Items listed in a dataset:
[start]

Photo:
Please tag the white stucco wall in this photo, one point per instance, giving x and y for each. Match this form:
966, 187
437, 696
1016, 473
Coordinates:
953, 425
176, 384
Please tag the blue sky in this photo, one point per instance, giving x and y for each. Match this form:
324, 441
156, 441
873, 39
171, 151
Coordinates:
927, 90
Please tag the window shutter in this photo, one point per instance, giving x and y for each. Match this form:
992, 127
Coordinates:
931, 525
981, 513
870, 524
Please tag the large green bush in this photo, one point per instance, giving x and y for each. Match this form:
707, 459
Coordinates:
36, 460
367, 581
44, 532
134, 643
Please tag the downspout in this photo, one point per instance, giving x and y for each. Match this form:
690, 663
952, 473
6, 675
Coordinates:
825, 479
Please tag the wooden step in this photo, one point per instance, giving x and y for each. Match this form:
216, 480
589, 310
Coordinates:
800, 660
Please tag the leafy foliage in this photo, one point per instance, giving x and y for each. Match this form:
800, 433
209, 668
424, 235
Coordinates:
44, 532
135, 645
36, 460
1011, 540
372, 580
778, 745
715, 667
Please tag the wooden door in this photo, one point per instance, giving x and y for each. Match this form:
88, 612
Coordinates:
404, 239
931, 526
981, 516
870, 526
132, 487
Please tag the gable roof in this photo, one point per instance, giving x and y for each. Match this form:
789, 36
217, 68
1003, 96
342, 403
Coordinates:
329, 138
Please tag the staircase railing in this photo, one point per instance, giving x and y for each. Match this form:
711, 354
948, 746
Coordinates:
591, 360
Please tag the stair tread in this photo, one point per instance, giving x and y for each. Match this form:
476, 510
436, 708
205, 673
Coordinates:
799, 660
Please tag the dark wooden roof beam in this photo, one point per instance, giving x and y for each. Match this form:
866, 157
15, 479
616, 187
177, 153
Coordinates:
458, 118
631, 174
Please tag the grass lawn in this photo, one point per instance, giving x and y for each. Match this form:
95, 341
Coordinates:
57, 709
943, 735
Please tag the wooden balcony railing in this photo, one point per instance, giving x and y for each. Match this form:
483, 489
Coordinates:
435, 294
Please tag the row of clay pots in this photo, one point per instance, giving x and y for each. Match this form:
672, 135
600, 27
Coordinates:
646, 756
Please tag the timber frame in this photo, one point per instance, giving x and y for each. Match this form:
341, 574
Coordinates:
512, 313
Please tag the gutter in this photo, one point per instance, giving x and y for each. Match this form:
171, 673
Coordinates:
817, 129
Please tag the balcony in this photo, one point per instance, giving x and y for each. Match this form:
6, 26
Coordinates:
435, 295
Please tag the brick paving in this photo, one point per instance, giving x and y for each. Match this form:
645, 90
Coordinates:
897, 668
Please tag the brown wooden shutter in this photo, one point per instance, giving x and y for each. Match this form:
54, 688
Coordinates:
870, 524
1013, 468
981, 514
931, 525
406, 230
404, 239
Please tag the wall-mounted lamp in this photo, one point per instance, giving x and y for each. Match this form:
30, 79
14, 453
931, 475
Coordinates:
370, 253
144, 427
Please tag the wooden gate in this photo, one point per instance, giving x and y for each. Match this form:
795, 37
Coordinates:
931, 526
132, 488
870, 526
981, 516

[end]

### [Exercise brief]
Extract all of the lines above verbatim, keeping their original order and wording.

### [Answer in full]
Photo:
Please tag the white stucco wall in this photo, one point per instance, giving x and y for each. Match this form:
966, 187
437, 696
1016, 473
Coordinates:
953, 425
176, 384
Please tag the blue sky in this photo, one point per instance, giving x and y for each. Match this form:
324, 441
156, 441
873, 39
171, 151
Coordinates:
927, 90
Please tag the window shutter in this photo, one point per instance, giving x and y for each. Match this form:
992, 127
Coordinates:
931, 525
981, 513
870, 524
Please tag the large green bush in this photo, one point per instance, giving x and y for each. Match this form:
707, 459
Coordinates:
36, 460
367, 581
44, 532
134, 643
Please tag the downspout in this photo, one point per instance, giving x and y for each. Match this form:
690, 663
952, 473
6, 675
Coordinates:
825, 479
Please tag the wooden step in this photo, one point per instance, giving x and y for each. Match this form:
216, 480
589, 310
Coordinates:
800, 660
Please tag the leafy foliage in this photo, one point per instance, giving x and y for each. Match this form:
800, 433
209, 668
424, 235
Coordinates:
44, 532
135, 645
36, 460
1011, 540
372, 580
778, 745
715, 667
Please tag the wooden door in this photo, one point per instance, giving x and y for each. Match this form:
88, 612
Coordinates:
404, 239
931, 526
981, 516
870, 526
132, 487
Please tag the gable roof in this photo, one point per instance, giving x and y for each. Match this form:
789, 36
217, 68
1003, 96
342, 403
Coordinates:
329, 138
Please tag the staircase railing in this photo, one point per instance, giving x and y for each. Match this form:
711, 354
948, 746
Coordinates:
591, 360
Please tag the stair tread in this photo, one point per instance, giving x and y for each. Match this form:
476, 510
436, 708
205, 673
Coordinates:
799, 660
Please tag the dark wooden roof beam in this photo, one point per instance, giving x and y for each. Match this form:
866, 157
15, 479
616, 187
177, 153
Coordinates:
458, 118
631, 174
Please tag the grass lawn in this photo, one point per instance, giving x and y for each. Match this form:
95, 341
Coordinates:
57, 709
943, 735
Please tag the wooden balcony railing in this photo, one point per instance, giving x and y for each. Match this form:
483, 489
Coordinates:
435, 294
Please tag the row of clay pots in this photo, one point per instance, giving x and y for each. Match this form:
672, 135
600, 27
Coordinates:
646, 756
Please tag the timber frame in this photo, one point per instance, giving x and y for each. Match this form:
341, 574
Coordinates:
512, 313
Please tag the gutter in this photo, one point per instance, giving x and y for each. Match this form:
171, 673
Coordinates:
817, 129
Please tag the balcony in this photo, one point per instance, giving x and y for each. Match this form:
6, 26
Coordinates:
435, 295
Please tag the brick paving in this photo, one point per instance, giving x and y for each. Match this form:
645, 90
Coordinates:
897, 668
Please tag the brown wooden shutter in this photo, one point per instance, giving x and y for each. Match this form:
54, 688
Coordinates:
870, 524
1013, 468
981, 514
931, 525
406, 230
404, 239
Please tag the wall-mounted lamp in this photo, one point per instance, giving x and y for each. Match this form:
30, 79
14, 453
931, 475
Coordinates:
370, 253
144, 427
Please tag the wooden gate in this photo, one point per instance, giving x and y for each. Match this form:
795, 37
Coordinates:
931, 526
132, 488
870, 526
981, 516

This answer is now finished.